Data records
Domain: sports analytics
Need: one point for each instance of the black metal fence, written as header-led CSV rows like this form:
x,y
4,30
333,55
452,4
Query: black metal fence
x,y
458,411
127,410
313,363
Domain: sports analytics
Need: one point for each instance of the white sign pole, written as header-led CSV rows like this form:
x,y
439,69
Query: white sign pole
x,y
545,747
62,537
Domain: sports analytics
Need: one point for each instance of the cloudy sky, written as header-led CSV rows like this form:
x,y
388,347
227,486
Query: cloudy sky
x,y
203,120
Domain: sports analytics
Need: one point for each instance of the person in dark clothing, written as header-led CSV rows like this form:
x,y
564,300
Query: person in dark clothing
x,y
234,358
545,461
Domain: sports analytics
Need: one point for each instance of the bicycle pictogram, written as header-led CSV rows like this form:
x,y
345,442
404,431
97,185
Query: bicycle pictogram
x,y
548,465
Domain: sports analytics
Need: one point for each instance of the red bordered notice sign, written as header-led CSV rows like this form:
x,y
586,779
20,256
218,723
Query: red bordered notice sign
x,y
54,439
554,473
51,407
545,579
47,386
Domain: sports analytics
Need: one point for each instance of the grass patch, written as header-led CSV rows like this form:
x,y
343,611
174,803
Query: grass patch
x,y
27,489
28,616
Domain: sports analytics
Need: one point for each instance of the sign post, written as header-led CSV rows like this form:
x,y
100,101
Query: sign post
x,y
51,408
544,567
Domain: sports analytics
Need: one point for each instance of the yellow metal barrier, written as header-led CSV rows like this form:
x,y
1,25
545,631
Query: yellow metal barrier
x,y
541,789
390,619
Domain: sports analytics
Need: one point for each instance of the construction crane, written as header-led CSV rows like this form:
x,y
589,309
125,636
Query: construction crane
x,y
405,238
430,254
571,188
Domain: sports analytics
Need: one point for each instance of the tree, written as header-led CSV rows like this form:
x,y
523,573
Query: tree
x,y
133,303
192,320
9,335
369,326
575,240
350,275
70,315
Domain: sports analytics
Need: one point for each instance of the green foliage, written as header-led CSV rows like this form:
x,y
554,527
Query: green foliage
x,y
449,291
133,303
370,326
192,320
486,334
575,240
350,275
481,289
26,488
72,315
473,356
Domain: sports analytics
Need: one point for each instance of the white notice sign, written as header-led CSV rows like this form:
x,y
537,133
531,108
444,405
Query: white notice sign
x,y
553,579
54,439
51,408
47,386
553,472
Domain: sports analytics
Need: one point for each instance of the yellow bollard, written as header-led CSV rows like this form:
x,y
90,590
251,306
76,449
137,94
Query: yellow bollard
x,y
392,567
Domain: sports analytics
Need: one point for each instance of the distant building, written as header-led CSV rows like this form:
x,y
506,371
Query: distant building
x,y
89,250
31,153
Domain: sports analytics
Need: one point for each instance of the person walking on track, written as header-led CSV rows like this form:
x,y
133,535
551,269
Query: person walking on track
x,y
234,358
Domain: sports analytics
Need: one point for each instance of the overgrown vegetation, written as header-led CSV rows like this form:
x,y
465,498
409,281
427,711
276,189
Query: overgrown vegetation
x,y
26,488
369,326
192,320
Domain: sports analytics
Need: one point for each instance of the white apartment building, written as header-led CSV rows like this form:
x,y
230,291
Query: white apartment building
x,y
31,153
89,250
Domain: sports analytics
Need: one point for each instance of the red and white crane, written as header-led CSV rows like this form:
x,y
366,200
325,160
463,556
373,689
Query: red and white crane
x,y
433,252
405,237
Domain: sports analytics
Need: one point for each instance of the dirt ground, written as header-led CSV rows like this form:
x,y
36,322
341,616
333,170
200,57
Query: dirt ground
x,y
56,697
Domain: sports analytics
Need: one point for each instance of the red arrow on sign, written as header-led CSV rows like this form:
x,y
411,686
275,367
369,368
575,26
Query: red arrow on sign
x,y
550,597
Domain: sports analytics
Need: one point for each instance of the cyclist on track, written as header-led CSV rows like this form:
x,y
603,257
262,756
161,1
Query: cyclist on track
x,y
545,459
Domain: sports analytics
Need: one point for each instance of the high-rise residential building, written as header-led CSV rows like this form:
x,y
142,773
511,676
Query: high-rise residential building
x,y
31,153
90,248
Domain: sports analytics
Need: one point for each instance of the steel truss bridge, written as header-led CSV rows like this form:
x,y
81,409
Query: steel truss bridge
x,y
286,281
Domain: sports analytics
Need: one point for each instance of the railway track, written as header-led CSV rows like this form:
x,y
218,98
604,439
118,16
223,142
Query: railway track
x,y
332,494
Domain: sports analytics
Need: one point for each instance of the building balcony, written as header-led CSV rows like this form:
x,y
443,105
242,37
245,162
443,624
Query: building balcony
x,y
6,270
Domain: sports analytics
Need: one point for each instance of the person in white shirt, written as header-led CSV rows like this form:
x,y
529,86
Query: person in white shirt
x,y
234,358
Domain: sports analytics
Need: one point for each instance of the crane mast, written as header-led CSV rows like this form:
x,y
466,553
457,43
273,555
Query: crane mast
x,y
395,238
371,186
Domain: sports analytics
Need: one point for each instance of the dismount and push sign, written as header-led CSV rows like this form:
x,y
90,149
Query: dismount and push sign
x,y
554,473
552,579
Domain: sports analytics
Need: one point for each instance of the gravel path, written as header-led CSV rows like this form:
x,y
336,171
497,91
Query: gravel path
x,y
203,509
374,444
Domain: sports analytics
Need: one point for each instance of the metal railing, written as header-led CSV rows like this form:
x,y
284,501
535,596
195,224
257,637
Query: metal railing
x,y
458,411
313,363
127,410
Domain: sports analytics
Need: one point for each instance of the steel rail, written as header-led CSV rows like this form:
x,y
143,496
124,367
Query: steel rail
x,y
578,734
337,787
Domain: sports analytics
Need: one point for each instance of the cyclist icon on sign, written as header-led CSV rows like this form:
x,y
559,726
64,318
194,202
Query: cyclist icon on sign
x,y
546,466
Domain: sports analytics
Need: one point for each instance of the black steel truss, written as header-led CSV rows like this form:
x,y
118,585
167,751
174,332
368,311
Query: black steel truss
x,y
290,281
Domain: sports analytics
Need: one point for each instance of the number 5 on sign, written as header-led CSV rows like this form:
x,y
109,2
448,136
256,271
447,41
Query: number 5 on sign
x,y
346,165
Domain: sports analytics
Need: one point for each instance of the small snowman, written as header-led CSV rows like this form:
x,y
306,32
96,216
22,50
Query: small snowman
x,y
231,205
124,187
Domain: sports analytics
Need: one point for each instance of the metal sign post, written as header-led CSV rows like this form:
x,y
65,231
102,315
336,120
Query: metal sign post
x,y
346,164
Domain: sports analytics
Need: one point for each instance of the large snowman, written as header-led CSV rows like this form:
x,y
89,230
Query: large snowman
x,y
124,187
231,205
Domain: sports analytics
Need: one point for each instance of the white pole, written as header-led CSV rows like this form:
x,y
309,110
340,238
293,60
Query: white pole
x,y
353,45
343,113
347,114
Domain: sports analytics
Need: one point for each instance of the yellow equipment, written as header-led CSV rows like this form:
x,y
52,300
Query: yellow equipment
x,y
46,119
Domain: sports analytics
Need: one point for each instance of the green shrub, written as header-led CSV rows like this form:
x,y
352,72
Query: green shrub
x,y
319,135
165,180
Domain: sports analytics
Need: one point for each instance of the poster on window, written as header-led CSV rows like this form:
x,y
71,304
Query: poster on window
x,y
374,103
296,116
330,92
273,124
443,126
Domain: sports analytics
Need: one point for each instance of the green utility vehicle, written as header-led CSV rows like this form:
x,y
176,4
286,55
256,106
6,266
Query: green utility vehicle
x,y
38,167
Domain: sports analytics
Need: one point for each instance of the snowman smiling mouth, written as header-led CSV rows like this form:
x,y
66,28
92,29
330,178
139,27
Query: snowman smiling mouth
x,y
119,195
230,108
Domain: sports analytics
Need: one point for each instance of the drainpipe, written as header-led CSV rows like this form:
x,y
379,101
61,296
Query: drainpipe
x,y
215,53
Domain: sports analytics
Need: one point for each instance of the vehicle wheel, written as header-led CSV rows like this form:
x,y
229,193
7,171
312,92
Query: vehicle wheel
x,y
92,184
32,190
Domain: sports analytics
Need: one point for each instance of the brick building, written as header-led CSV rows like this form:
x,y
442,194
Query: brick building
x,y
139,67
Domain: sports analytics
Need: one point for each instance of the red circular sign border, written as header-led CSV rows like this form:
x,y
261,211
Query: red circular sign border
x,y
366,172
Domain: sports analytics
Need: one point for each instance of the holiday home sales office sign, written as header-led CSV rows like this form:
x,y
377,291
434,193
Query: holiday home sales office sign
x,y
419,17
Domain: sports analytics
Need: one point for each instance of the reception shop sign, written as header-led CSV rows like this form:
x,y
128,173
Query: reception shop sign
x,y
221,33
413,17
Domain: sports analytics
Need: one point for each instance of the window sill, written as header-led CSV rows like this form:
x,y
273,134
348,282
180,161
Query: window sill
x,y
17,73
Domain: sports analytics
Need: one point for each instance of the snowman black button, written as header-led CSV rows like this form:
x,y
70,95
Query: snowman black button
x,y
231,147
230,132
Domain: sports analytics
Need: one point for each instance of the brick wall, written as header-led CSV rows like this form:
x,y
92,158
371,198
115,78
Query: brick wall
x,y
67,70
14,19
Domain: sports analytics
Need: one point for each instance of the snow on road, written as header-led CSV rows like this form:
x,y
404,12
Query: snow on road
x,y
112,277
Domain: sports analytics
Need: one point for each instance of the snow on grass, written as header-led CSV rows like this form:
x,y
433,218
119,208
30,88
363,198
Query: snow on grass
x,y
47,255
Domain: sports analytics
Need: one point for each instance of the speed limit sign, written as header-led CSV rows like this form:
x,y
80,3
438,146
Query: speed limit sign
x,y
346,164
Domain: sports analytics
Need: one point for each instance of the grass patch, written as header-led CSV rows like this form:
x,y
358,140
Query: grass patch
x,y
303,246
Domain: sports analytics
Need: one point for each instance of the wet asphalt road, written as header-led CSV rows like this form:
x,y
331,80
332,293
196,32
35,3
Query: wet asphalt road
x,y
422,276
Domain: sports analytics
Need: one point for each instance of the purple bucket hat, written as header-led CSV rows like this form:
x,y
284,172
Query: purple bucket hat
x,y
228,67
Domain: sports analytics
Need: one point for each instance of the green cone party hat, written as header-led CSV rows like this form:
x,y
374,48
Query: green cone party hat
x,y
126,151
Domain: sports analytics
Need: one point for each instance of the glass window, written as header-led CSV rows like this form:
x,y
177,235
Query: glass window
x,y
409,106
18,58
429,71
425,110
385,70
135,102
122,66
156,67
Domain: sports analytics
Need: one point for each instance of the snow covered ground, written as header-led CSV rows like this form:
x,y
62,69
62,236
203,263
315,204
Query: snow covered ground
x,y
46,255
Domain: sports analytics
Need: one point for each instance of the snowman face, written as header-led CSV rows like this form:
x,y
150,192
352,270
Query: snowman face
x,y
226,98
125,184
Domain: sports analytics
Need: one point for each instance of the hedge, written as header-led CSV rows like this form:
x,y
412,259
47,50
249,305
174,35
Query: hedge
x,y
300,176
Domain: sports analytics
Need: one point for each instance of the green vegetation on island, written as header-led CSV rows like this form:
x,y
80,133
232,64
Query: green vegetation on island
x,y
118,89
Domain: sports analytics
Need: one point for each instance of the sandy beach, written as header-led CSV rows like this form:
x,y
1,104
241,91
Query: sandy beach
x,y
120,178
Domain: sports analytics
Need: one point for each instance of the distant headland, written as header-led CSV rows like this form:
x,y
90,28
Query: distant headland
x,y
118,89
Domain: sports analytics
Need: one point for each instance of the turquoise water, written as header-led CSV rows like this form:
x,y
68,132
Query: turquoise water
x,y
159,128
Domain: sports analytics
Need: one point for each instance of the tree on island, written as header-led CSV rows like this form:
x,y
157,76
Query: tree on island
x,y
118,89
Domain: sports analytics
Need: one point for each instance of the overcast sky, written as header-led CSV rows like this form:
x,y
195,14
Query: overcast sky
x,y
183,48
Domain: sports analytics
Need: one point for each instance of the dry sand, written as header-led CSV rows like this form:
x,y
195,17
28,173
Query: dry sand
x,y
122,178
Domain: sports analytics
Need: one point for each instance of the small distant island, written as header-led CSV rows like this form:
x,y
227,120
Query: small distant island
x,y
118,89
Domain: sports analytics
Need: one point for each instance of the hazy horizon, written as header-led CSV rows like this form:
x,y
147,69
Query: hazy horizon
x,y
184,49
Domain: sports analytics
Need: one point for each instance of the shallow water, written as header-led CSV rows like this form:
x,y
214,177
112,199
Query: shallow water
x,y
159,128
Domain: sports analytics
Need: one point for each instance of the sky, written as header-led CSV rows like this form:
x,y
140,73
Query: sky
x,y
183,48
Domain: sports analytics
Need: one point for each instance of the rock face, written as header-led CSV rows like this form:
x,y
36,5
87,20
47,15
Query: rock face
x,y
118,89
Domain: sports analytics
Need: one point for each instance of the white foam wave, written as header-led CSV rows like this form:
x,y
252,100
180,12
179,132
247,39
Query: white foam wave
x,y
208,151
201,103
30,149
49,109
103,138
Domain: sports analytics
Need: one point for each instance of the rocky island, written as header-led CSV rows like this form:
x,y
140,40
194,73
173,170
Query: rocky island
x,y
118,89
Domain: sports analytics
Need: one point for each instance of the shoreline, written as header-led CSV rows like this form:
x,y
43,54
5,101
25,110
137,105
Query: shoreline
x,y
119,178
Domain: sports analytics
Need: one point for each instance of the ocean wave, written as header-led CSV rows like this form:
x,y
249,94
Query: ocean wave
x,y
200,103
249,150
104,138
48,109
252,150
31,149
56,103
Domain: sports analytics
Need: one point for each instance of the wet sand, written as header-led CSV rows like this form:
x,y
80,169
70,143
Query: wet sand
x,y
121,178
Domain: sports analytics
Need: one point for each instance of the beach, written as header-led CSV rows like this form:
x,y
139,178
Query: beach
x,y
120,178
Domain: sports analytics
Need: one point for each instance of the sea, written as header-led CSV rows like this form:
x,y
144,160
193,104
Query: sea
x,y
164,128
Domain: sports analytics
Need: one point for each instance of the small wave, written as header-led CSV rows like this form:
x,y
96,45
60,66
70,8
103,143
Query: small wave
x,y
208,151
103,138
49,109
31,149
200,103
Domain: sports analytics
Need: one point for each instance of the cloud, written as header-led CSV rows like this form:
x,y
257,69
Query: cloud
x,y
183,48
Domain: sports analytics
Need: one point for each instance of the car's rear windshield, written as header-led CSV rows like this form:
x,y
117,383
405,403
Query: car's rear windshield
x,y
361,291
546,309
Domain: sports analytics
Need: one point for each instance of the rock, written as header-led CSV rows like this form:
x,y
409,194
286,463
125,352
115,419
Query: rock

**WHAT THE TASK ASKS:**
All lines from the one containing "Query: white foam wave" to the last line above should be reproduced exactly, and no other lines should be given.

**FINISHED EXERCISE:**
Query: white foam wave
x,y
208,151
201,103
30,149
49,109
103,138
Domain: sports analytics
Need: one point for each instance of the rocky island, written as header-led CSV rows like this form:
x,y
140,40
194,73
173,170
Query: rocky island
x,y
118,89
Domain: sports analytics
Need: one point for each instance of the shoreline, written as header-led CSV rows like this form:
x,y
43,54
5,101
25,110
137,105
Query: shoreline
x,y
119,178
Domain: sports analytics
Need: one point for each instance of the ocean wave, written as header-led CSV rows like this form:
x,y
249,94
Query: ocean wave
x,y
200,103
249,150
104,138
48,109
252,150
31,149
56,103
Domain: sports analytics
Need: one point for each instance of the wet sand, written as header-led CSV rows like this form:
x,y
80,169
70,143
Query: wet sand
x,y
121,178
Domain: sports analytics
Need: one point for each instance of the beach, written as header-led CSV rows like this form:
x,y
139,178
Query: beach
x,y
120,178
Domain: sports analytics
Need: one point for each instance of the sea, written as header-led CSV rows like this form:
x,y
144,160
193,104
Query: sea
x,y
164,128
Domain: sports analytics
Need: one point for each instance of the small wave, written as header-led CSV rows like this form:
x,y
96,45
60,66
70,8
103,143
Query: small wave
x,y
208,151
103,138
49,109
31,149
200,103
Domain: sports analytics
Need: one point for each instance of the cloud, written as header-led CSV rows like this form:
x,y
257,69
Query: cloud
x,y
183,48
Domain: sports analytics
Need: one point for each instance of the car's rear windshield, written as header-led CSV rows like this form:
x,y
117,383
405,403
Query: car's rear windshield
x,y
361,291
546,309
Domain: sports analytics
Need: one point for each instance of the rock, written as header-led CSV rows like this form:
x,y
409,194
286,463
125,352
115,419
Query: rock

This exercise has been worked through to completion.